• [Tekst]
+---+
Interview Rolf Biland
Een fenomeen op drie wielen, dat was Rolf Biland. Vooruitstrevend, soms omstreden en niet altijd diplomatiek. Maar vooral gedreven. Dat de Zwitser niet meer dan die toch indrukwekkende zeven wereldtitels en 81 grand prix-overwinningen op zijn naam schreef, deert hem niet. “Voor mij was minstens vijftig procent van de sport ook de charme van het komen met nieuwe ideeën.” Die nieuwe ideeën leidden er veertig jaar geleden toe dat er twee zijspanklassen naast elkaar bestonden.
Tijdens de expositie over Egbert Streuer in het Drents Museum loopt Biland samen met goede vriend Streuer langs de vele foto’s. Wijzend, lezend en lachend. De lijnen in het gezicht zijn wat dieper en het haar is grijzer, maar Biland oogt jonger dan de 68 jaren die hij inmiddels telt. Lange rijen vormen zich voor de tafel waar hij samen met zijn passagier Kurt Waltisperg en ook met Streuer handtekeningen zet op posters, oude programmaboekjes en eigen plakboeken. Ook 22 jaar na zijn afscheid, zijn de belangstellenden bewust van de onschatbare waarde die Biland heeft gehad voor de zijspansport. Kenny Roberts, Kevin Schwantz en Mick Doohan rekende hij tot zijn vrienden en bij hun monteurs dwong hij diep respect af. Tijdens de kwalificatie voor de Grand Prix van Portugal op het Spaanse Jerez was hij sneller dan 500 cc-polesitter Eddie Lawson. “Toen we de pit weer binnen kwamen rijden, stonden alle 500 cc-monteurs voor ons te applaudisseren”, vertelt Biland tussen de signeersessies door. “Dat was heel bijzonder.”
+---+
• [Gegeven records]
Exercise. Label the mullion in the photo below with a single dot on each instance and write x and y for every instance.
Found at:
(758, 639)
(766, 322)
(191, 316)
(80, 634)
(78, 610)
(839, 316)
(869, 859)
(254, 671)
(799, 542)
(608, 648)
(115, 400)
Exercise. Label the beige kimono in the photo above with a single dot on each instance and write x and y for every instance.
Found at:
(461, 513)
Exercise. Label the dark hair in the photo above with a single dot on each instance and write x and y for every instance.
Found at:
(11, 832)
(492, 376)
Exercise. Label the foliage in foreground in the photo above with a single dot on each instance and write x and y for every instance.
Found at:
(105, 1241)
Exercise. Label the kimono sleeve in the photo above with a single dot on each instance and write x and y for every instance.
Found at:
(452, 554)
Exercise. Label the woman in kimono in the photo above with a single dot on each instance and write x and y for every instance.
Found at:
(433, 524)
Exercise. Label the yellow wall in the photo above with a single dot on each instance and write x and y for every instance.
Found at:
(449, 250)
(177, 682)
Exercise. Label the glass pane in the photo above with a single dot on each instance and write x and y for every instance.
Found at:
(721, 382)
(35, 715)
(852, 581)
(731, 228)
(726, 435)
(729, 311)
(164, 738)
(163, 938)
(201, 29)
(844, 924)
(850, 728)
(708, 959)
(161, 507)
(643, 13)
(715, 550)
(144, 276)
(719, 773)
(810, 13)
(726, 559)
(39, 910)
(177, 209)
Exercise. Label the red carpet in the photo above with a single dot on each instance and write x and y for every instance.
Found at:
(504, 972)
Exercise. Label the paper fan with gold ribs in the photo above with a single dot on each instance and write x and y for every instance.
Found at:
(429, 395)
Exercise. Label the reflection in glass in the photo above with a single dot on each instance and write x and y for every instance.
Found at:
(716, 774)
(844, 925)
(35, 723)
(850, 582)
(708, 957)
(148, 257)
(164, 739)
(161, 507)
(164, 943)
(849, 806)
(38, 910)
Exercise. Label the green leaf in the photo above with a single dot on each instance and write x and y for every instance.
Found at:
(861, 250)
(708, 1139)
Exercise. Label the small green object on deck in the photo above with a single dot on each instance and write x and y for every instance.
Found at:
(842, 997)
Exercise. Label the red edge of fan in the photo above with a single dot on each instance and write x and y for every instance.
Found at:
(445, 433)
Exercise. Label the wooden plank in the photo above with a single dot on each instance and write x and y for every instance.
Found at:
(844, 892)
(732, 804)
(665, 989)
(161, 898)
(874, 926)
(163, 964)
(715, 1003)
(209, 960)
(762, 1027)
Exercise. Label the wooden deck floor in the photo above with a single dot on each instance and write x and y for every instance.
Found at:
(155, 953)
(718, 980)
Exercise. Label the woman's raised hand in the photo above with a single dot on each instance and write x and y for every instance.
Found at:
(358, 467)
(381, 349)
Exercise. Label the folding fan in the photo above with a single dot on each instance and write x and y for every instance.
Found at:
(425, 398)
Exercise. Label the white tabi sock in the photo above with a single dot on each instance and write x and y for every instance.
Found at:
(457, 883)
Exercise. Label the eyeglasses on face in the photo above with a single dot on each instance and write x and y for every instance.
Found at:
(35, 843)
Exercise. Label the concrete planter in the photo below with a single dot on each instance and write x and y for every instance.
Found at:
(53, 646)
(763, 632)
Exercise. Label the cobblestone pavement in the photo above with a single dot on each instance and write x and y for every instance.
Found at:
+---+
• [Opdracht]
Waarom zit het Biland volgens de tekst over Rolf Biland niet dwars dat hij "niet meer dan" zeven wereldtitels en 81 grand prix-overwinningen behaalde? Leg dat in één tot drie zinnen uit.

• [Resultaat]
Voor Biland bestond minstens vijftig procent van de sport uit de charme van het komen met nieuwe ideeën. Daarom deert het hem niet dat het bij die zeven wereldtitels en 81 grand prix-overwinningen bleef.